:: 本文抜粋 ::

::::

※2020年時点の内容です!
はじめに
本記事は、
- OAuthって言葉を聞いたことがない!
- 聞いたことはあるけど詳しくは知らない!
みたいな感じの方向けの記事です。僕もまだよくわかっていません。OAuthを実装したことがある方にはちょっと簡単すぎるかもしれません。また、そういう方がいらっしゃったらぜひ温かい目で流して、おかしなところがあればコメントお願いします!
OAuthとは?
ざっくり
OAuth (オー オース?)とは、一番簡単に説明するならば、 これ
とか これ
です。これがOAuthです。みなさんも一度は目にしたことがあると思います。一見ただの認証画面のように見えるけれど、実はこれは立派なセキュリティシステムなんです。今回はこれをざっくり説明していきます。
もう少し細かく
OAuthを理解するうえで重要になってくる 2つの概念 があります。それは、
- 認証(Authentication)
- 認可(Authorization)
です。それぞれ説明していくと、
-
認証(Authentication) 認証は、通信の相手が誰であるかを確認すること。純粋な認証 は、それが完了しても、何かの許可が下りるということはない
-
認可(Authorization) 認可は、とある条件に対してリソースへのアクセスの権限を与えるこ とで、純粋な認可には、「誰」という概念が存在しない
です。図はすみません。これを踏まえてOAuthの正体を簡潔に言うと、「認可情報の委譲」の仕組み、オープンスタンダード です。認可情報は、認可によって得られた権限等を指します。
①あるサービスのリソースへのアクセスの権限を、②リソースの持ち主でない他のサービスに与える、これを安全に執り行うための仕組みです。
ゲームアプリのアカウント登録をGoogleのアカウント情報を用いて行ったり、気になるニュースを見つけたときに、ニュースサイトから出ずにTwitterで共有するときなどに上の画像のような画面が出てきますが、ここでの①あるサービス にあたるのがGoogleやTwitterで、アカウント情報や投稿機能にあたるのがリソース、②他のサービスにあたるのがゲームアプリやニュースサイト です。
OAuthのフロー
OAuthのバージョンについて
OAuthには、OAuth1.0とOAuth2.0という2つのバージョンがありますが、最初はOAuth2.0のほうを見ていきます。
また、OAuth2.0には 4つの種類(grant) があり、今回はその中でも Client Credentials Flow というものを例示します。(イメージしやすそうなので)

::::

:: 生データ ::
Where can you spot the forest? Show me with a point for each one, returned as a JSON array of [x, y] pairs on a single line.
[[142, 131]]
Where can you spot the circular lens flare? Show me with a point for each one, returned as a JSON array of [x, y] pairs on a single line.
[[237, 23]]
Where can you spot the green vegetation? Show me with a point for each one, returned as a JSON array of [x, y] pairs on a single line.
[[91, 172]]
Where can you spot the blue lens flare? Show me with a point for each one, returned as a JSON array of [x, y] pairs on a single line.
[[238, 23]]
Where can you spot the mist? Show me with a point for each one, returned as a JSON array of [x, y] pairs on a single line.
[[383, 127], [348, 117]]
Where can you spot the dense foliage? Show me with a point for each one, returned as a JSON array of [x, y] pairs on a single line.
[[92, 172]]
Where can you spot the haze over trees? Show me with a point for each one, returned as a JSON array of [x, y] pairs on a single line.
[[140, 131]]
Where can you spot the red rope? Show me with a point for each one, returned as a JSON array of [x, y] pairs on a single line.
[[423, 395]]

::::

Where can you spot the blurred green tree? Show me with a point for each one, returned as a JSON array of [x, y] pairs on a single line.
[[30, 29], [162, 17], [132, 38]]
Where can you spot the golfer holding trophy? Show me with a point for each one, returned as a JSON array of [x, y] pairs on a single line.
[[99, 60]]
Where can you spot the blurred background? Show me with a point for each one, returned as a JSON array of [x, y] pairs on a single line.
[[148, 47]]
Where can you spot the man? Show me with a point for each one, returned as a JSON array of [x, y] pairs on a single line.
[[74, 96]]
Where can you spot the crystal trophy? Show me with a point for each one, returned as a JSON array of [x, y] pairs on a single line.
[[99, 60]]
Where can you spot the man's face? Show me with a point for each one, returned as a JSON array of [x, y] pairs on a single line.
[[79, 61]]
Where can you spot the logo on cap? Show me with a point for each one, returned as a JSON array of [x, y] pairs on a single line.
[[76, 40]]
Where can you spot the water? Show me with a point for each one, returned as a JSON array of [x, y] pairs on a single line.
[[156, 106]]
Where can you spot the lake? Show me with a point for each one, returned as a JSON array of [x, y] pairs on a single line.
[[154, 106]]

::::

:: 作業要件 ::
1. OAuthの解説文にある「OAuthには、OAuth1.0とOAuth2.0という2つのバージョンがありますが、最初はOAuth2.0のほうを見ていきます。」という一文を英語に訳す。
2. 上のOAuthの解説文を、最後の一文の後から書き継ぐ。
資料は上のOAuthの解説文とは無関係である。

:: 解答 ::
1. OAuth has two versions, OAuth1.0 and OAuth2.0, but we will look at OAuth2.0 first.

2.
準備
OAuth2.0(Client Cledentials flow) の登場人物は以下の通りになります。
名前 | 例 |
---|---|
ユーザー | クライアントアプリを利用しているユーザー |
クライアント(アプリ) | ゲーム、ニュースサイト等の、認可を受け取りたいサービス |
サービスプロバイダー | Twitter,Google等、リソースを提供する側のサービス |
認可サーバ | Twittre、Google等の、認可情報を取り扱うサーバ |
リソースサーバ | Twitter,Google等の、リソースが保管してあるサーバ |
クライアントは事前にサービスプロバイダーにアプリケーションを登録しておきます。 (twitterでの例)
ここで、consumer_keyとconsumer_secretという値、redirect_urlを受け取ります。これで準備完了です。
OAuth2.0のフロー(Client Cledentials Flow)
③では、consumer_keyとconsumer_secretを埋め込んだリクエストを送ります(HTTPS,POST)。 ⑤では、元々ユーザーがサービスプロバイダーに登録してあるidとpasswordを入力します。
実装例
クライアントはローカルなアプリ(それこそ、ゲームアプリやニュースアプリのようなもの)で、URLはブラウザで開かれるとします。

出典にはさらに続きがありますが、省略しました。